_Supplied information_
--------

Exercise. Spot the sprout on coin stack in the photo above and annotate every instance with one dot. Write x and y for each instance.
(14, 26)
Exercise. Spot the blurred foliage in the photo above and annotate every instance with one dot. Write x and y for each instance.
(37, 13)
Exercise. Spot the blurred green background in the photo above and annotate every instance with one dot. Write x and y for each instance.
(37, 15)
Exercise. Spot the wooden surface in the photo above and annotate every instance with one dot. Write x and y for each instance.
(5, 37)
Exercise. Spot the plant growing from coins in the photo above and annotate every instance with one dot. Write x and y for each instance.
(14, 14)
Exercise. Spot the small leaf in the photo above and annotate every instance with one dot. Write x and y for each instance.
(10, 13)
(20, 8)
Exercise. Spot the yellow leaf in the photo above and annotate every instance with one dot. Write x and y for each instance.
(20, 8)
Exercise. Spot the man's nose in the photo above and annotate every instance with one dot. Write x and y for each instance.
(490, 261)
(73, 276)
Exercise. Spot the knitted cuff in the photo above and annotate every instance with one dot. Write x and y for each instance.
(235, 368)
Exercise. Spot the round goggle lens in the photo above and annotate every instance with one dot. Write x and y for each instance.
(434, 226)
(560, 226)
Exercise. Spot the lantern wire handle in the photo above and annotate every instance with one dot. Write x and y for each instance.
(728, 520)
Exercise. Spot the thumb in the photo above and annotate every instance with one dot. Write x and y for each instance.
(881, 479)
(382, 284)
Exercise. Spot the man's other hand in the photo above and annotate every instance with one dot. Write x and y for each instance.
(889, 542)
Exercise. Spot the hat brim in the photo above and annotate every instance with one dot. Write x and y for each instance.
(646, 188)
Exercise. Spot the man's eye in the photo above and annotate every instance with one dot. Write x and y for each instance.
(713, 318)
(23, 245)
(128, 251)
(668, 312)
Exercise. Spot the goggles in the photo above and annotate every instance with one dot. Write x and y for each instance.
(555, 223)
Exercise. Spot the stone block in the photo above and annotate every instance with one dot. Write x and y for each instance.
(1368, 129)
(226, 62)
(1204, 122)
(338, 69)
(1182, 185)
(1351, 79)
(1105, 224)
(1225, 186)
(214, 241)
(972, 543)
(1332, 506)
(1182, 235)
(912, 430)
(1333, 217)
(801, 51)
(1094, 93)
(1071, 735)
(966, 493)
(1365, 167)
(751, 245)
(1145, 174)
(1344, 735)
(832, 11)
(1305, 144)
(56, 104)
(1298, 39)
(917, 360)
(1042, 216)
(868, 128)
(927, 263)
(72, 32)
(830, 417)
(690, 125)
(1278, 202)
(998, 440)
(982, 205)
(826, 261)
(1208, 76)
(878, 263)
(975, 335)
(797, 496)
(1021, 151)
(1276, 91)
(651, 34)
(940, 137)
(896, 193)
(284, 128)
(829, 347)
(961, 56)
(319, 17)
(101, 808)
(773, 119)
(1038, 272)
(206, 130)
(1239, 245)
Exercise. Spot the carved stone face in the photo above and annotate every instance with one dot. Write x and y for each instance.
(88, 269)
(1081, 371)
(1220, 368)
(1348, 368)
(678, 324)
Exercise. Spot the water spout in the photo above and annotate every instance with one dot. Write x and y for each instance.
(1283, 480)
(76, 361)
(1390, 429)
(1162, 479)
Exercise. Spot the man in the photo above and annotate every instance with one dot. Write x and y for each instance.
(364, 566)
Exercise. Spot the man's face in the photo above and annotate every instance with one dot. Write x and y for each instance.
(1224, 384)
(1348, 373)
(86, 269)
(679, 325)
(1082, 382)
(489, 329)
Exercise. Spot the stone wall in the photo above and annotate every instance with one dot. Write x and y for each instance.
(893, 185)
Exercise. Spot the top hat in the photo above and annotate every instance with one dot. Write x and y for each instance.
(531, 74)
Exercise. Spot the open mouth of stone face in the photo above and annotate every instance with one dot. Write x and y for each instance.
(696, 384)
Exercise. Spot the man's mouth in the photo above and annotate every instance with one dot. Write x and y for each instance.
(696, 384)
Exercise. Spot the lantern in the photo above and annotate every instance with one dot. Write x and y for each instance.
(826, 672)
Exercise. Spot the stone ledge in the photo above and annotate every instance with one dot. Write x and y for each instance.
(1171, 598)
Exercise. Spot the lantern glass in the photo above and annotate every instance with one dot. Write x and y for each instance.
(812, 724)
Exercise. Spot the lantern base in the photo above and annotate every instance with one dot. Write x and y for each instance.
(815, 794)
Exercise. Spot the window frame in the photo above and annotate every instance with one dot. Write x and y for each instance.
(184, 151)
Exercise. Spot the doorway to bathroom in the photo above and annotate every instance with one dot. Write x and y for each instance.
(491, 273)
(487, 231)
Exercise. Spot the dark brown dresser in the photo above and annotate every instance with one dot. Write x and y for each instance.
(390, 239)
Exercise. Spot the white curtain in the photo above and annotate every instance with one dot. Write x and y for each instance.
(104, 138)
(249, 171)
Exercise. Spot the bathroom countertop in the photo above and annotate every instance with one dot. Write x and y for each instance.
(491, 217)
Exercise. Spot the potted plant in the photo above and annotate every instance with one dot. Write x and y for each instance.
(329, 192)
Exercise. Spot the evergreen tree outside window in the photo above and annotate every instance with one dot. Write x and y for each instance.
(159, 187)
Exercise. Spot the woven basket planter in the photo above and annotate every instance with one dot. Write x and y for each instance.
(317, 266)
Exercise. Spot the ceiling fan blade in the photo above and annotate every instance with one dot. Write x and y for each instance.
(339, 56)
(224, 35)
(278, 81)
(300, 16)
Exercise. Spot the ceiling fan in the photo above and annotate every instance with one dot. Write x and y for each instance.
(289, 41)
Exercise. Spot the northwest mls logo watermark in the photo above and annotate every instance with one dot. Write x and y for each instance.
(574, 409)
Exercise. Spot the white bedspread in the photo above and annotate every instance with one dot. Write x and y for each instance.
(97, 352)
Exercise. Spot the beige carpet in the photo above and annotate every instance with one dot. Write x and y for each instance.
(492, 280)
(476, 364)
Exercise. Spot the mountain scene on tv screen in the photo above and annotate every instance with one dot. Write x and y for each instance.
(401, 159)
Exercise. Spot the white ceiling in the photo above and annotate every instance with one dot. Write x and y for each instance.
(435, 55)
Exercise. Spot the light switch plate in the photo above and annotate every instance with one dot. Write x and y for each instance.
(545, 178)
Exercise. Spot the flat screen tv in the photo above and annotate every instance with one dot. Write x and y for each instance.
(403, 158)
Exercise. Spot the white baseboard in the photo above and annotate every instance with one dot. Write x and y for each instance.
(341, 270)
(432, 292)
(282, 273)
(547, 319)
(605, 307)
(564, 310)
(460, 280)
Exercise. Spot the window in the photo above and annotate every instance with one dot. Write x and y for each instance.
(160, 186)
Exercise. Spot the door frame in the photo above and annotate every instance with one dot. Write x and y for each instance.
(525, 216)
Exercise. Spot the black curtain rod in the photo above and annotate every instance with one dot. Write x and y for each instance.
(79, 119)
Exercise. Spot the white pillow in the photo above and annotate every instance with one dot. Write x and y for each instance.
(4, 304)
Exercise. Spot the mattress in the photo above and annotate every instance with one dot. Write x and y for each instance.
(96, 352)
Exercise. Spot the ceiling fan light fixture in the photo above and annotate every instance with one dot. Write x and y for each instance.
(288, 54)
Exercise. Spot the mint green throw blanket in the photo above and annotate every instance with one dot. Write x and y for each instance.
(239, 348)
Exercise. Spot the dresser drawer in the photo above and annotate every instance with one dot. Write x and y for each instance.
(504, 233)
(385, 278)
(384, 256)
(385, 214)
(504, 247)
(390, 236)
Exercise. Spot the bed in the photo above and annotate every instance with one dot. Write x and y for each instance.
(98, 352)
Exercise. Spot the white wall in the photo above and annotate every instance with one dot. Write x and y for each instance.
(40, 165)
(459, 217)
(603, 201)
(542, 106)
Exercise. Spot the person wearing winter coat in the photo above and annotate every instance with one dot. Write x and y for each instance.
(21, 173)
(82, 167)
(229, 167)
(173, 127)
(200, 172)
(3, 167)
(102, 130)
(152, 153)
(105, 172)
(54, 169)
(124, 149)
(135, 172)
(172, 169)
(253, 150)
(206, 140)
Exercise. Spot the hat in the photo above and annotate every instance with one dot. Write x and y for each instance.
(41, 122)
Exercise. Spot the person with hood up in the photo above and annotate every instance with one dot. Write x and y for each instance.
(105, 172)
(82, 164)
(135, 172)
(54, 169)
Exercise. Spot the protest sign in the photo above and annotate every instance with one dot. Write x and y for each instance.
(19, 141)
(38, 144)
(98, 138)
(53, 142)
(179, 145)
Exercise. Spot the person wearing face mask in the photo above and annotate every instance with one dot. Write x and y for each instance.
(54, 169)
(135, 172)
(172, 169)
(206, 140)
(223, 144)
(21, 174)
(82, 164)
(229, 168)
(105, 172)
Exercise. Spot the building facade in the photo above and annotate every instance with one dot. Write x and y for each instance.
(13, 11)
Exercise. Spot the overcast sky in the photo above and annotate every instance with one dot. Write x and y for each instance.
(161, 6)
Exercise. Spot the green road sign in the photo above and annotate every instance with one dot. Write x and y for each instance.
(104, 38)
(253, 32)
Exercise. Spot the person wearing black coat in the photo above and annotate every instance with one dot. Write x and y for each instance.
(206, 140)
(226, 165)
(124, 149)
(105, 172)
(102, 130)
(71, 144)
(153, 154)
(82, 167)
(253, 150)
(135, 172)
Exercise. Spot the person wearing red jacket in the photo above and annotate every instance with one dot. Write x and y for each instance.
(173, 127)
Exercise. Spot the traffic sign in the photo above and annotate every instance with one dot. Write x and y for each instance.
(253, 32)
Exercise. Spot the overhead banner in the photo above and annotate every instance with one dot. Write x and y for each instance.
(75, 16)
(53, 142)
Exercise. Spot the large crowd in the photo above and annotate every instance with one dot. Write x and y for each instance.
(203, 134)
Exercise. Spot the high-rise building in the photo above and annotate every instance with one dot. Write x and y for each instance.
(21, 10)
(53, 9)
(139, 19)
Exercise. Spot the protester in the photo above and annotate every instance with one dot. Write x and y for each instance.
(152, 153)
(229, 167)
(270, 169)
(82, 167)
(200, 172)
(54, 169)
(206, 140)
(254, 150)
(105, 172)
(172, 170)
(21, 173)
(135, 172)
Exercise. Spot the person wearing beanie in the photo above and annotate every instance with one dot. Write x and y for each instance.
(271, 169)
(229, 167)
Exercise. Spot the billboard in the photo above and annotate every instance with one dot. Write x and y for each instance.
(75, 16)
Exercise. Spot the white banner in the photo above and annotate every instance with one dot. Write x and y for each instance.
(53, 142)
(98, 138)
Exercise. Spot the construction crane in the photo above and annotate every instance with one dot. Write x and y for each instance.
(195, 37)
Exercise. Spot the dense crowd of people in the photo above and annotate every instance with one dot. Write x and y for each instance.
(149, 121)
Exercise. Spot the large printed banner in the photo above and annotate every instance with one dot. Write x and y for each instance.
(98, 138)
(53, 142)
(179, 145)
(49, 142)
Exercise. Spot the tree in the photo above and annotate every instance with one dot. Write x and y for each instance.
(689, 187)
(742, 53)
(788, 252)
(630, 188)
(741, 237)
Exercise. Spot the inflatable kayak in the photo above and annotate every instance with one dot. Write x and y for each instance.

--------

_Goal_
Reproduce the lines of the entries above exactly, but only from the line containing "Exercise. Spot the protester" through the final line.

_Result below_
Exercise. Spot the protester in the photo above and annotate every instance with one dot. Write x and y for each instance.
(152, 153)
(229, 167)
(270, 169)
(82, 167)
(200, 172)
(54, 169)
(206, 140)
(254, 150)
(105, 172)
(172, 170)
(21, 173)
(135, 172)
Exercise. Spot the person wearing beanie in the photo above and annotate every instance with one dot. Write x and y for each instance.
(271, 169)
(229, 167)
Exercise. Spot the billboard in the photo above and annotate every instance with one dot. Write x and y for each instance.
(75, 16)
Exercise. Spot the white banner in the photo above and annotate every instance with one dot. Write x and y for each instance.
(53, 142)
(98, 138)
Exercise. Spot the construction crane in the photo above and annotate every instance with one dot. Write x and y for each instance.
(195, 37)
Exercise. Spot the dense crowd of people in the photo above and annotate every instance with one dot. Write x and y for each instance.
(149, 121)
Exercise. Spot the large printed banner in the photo above and annotate every instance with one dot. Write x and y for each instance.
(98, 138)
(53, 142)
(179, 145)
(49, 142)
Exercise. Spot the tree in the photo above and annotate every instance with one dot. Write x and y for each instance.
(689, 187)
(742, 53)
(788, 252)
(630, 188)
(741, 237)
Exercise. Spot the inflatable kayak in the photo above and annotate every instance with one dot. Write x and y for each instance.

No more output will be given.